Identify every line in the records below that contains the word "necklace", and copy each of those lines.

── Task input ──

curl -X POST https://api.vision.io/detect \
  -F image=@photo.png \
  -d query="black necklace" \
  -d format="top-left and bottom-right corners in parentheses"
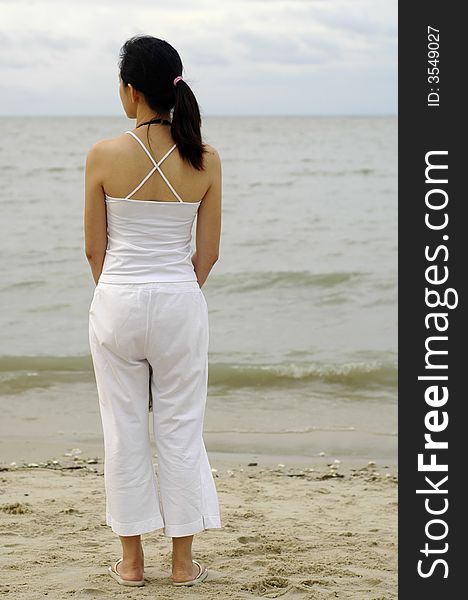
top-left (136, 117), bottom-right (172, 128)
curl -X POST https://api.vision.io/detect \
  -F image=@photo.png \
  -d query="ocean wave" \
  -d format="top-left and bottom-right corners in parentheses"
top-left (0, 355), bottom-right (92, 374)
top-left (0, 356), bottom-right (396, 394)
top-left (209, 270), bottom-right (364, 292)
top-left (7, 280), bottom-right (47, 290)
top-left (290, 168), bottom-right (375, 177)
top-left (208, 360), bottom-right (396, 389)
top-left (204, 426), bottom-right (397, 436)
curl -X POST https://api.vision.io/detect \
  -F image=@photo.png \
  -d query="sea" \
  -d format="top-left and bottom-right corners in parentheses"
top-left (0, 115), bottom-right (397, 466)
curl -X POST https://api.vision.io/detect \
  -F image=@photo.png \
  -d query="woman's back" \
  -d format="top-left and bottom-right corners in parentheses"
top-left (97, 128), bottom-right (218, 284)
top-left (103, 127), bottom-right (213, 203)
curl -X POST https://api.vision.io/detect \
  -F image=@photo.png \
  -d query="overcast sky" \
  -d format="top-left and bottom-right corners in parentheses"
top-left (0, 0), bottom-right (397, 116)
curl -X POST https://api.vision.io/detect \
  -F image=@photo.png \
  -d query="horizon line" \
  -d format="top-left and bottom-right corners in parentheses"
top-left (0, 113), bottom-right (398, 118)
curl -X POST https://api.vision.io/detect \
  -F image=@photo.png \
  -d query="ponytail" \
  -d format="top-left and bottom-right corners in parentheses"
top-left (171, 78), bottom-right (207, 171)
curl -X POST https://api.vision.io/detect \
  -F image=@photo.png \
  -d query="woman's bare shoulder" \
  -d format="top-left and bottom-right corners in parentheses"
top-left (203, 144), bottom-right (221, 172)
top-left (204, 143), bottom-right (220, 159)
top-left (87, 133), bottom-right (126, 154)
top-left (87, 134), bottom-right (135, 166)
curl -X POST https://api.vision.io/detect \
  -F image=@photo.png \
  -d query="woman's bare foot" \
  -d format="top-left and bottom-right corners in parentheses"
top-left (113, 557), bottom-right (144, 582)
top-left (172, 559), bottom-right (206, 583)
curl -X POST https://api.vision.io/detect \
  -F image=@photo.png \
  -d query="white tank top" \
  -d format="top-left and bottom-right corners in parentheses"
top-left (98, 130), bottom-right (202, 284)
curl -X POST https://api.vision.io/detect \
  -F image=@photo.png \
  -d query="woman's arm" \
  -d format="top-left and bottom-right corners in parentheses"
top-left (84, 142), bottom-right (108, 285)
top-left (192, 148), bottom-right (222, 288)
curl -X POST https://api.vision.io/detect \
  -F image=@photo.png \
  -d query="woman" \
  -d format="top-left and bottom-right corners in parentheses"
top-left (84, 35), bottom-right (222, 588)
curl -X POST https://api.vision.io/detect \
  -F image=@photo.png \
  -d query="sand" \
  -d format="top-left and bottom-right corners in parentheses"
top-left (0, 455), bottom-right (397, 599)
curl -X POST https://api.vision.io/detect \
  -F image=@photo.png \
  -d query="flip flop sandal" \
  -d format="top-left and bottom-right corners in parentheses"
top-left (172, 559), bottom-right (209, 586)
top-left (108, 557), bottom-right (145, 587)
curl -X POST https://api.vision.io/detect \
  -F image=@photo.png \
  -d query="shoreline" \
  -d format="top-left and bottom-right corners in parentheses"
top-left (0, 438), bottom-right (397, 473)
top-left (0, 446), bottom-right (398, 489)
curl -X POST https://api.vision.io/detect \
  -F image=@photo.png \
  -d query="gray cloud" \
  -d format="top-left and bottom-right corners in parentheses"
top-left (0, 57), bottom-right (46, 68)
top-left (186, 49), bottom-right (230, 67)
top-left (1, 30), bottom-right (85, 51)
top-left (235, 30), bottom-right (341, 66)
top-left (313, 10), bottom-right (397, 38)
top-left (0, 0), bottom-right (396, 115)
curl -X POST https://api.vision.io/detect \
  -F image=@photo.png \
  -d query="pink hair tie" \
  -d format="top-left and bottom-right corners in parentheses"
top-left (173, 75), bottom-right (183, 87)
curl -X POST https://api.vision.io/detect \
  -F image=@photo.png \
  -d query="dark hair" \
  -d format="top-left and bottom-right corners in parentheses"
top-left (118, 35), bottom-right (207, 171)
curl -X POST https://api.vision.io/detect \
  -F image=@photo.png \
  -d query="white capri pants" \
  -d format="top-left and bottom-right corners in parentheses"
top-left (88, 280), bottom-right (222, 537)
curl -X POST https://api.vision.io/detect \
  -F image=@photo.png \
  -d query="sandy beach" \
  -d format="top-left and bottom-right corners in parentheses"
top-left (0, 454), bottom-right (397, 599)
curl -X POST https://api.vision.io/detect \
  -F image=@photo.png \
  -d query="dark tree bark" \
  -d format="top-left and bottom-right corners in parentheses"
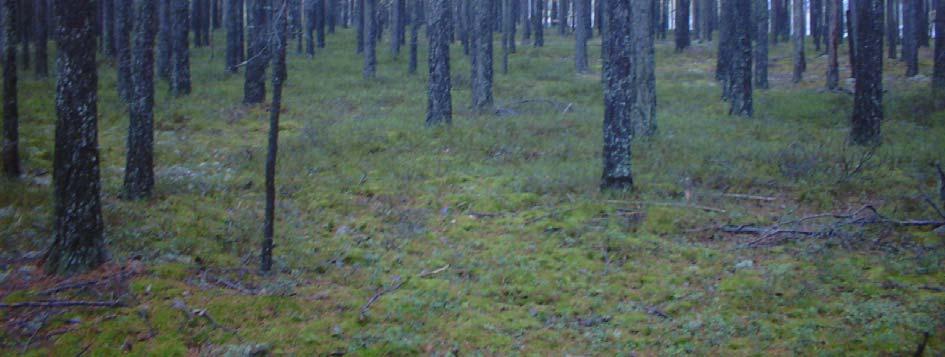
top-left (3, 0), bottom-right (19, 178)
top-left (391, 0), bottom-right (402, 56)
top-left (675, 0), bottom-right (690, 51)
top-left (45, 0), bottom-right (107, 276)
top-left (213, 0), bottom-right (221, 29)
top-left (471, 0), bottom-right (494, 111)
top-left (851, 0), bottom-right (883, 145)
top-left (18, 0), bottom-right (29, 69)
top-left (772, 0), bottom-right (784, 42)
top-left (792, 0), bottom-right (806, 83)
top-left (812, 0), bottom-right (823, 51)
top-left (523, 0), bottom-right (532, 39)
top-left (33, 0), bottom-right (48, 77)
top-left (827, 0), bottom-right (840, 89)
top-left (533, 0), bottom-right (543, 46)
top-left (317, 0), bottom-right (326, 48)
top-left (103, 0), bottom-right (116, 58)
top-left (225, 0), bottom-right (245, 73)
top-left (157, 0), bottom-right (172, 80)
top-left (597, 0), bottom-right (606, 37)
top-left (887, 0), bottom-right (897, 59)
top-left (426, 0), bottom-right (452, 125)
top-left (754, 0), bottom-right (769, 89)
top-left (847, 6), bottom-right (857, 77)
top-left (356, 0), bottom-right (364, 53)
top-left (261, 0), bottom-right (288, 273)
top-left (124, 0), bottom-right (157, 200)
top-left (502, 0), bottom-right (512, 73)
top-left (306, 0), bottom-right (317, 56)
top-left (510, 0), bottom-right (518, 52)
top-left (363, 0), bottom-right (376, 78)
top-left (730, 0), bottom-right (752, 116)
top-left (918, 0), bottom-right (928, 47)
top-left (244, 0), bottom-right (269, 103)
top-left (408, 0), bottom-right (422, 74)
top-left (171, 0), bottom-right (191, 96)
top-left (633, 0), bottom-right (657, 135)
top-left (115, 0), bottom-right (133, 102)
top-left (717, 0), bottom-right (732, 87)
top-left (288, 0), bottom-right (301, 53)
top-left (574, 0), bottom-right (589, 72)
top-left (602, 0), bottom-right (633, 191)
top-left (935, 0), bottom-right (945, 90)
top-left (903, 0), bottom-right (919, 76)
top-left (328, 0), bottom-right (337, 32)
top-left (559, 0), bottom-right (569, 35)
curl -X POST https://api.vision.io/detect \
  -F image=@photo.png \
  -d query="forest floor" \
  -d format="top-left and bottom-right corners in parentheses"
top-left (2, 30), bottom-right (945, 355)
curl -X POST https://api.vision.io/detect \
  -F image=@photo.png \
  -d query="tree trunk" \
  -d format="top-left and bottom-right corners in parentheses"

───
── Task input ──

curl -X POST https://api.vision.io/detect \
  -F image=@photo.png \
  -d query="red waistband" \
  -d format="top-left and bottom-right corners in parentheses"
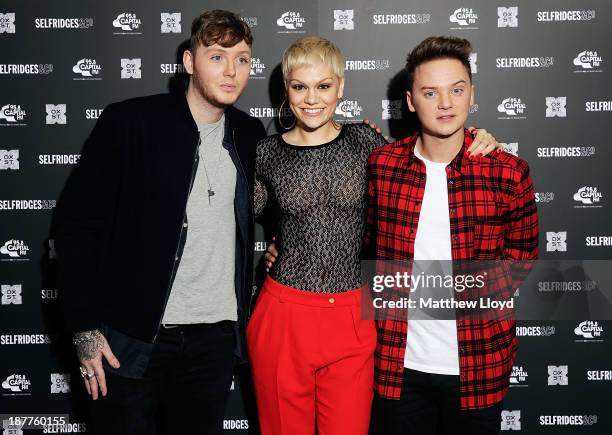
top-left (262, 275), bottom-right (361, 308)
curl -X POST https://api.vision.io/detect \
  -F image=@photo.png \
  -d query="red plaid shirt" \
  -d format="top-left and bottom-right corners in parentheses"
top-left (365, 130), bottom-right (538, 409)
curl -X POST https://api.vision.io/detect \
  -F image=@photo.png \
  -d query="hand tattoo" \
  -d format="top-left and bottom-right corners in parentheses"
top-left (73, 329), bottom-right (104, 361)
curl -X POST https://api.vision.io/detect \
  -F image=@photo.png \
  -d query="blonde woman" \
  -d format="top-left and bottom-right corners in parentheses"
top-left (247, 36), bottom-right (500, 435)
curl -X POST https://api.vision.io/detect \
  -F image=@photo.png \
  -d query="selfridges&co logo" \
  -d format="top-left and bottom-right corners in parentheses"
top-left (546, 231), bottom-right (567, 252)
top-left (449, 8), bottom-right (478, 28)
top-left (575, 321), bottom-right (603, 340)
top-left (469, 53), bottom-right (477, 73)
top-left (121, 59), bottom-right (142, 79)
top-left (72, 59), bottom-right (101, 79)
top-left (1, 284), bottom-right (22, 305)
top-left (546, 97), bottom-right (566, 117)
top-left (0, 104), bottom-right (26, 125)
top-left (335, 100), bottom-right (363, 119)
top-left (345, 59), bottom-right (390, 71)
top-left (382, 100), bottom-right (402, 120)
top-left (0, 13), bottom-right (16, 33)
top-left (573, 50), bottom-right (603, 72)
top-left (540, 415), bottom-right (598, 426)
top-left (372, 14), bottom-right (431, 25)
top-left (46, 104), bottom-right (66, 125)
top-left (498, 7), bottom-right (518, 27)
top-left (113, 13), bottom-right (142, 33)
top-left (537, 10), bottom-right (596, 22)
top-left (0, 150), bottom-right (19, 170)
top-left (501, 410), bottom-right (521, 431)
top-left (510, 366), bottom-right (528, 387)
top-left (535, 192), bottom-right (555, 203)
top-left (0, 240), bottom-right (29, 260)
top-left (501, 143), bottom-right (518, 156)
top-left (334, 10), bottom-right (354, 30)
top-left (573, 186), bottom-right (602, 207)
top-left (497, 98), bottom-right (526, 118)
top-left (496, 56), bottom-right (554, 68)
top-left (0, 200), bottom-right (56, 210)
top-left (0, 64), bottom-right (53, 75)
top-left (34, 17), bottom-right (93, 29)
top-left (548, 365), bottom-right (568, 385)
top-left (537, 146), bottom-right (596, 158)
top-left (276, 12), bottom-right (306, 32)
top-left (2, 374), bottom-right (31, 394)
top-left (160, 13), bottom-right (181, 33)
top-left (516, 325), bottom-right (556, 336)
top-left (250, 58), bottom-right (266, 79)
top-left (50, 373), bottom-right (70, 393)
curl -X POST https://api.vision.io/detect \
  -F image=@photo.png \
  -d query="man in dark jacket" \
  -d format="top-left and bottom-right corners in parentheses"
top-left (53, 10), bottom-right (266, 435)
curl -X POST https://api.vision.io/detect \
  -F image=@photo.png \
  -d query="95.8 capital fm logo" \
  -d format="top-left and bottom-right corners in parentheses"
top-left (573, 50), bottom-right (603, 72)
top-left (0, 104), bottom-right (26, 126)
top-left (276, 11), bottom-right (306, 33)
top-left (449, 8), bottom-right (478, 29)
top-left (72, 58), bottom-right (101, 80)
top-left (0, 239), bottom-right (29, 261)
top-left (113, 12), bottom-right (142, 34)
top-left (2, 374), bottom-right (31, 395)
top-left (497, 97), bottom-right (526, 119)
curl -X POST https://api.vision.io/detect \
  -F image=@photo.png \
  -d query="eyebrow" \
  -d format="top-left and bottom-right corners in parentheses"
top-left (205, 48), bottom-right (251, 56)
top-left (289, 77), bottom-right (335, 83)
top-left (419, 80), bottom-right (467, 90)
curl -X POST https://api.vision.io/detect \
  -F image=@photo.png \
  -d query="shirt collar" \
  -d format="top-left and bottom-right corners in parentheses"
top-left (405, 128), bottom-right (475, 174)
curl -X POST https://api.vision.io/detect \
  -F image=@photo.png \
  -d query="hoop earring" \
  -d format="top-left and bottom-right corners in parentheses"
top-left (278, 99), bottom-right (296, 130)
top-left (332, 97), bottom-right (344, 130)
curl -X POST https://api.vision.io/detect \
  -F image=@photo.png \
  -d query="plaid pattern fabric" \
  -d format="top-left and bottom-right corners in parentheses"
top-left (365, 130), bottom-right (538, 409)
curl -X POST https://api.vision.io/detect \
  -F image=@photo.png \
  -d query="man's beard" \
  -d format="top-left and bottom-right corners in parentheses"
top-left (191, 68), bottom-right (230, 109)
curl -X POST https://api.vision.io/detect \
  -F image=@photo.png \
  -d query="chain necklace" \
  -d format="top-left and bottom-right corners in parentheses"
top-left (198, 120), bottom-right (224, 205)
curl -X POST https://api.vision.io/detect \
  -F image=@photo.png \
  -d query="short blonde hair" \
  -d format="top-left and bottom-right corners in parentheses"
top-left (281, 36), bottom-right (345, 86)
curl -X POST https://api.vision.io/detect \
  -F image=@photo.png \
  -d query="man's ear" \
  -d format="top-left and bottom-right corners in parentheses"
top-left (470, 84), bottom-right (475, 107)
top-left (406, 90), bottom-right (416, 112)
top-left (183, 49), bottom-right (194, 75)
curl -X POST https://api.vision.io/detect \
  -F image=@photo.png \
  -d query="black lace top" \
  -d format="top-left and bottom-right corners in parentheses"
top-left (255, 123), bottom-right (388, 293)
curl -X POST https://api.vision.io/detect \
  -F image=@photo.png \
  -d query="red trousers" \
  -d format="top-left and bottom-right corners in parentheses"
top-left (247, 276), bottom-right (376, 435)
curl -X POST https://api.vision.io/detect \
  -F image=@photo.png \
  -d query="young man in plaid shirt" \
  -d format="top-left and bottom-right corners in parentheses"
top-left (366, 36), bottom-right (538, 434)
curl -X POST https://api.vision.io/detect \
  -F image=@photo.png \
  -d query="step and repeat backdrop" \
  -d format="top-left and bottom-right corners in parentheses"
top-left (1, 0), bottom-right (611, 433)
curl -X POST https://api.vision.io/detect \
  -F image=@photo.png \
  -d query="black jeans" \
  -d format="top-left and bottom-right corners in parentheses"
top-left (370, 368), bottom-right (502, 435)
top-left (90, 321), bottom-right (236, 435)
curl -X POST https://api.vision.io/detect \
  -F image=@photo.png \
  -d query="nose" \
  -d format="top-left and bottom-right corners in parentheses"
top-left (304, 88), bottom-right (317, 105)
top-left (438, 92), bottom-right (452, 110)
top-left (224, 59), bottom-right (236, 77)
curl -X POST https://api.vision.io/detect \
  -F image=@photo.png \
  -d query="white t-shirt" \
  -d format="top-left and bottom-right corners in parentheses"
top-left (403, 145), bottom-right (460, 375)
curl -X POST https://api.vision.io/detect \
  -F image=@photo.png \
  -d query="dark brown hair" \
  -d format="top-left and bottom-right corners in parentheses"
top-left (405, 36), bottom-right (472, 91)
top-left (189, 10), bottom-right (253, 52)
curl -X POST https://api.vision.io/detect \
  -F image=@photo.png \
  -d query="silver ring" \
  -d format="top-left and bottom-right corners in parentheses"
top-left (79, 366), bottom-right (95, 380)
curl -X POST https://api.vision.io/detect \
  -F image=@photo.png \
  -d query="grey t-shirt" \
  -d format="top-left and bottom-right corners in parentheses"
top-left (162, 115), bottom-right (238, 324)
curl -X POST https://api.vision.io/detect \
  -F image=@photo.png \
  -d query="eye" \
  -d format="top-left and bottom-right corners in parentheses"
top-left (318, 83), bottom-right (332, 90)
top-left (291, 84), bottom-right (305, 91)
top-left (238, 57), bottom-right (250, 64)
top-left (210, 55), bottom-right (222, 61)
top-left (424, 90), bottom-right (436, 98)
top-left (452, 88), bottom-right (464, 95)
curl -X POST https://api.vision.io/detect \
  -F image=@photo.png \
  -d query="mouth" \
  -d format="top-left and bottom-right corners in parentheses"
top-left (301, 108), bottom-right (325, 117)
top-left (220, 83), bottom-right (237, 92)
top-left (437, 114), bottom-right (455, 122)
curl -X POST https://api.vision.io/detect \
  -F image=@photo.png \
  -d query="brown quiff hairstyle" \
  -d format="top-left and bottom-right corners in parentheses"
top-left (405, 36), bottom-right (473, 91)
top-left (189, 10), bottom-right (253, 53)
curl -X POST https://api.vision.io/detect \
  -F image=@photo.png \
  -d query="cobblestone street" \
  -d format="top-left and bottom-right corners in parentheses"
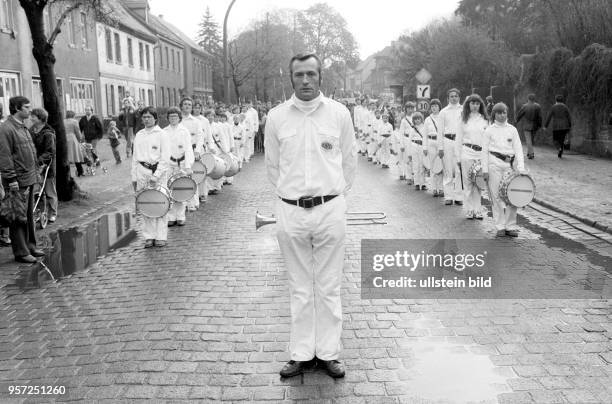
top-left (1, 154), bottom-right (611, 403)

───

Task answer:
  -d query="black necklace" \
  -d query="chain necklace" \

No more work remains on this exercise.